**TO BE DONE**
Could you set down every one of the lines below word for word, changing nothing?

**LISTED RECORDS**

************

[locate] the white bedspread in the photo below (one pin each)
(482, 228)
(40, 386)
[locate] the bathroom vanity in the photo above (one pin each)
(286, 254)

************

**THE REPLY**
[locate] the white bedspread in the photo below (one pin each)
(482, 228)
(40, 386)
[locate] the bathroom vanity in the photo above (one pin each)
(286, 254)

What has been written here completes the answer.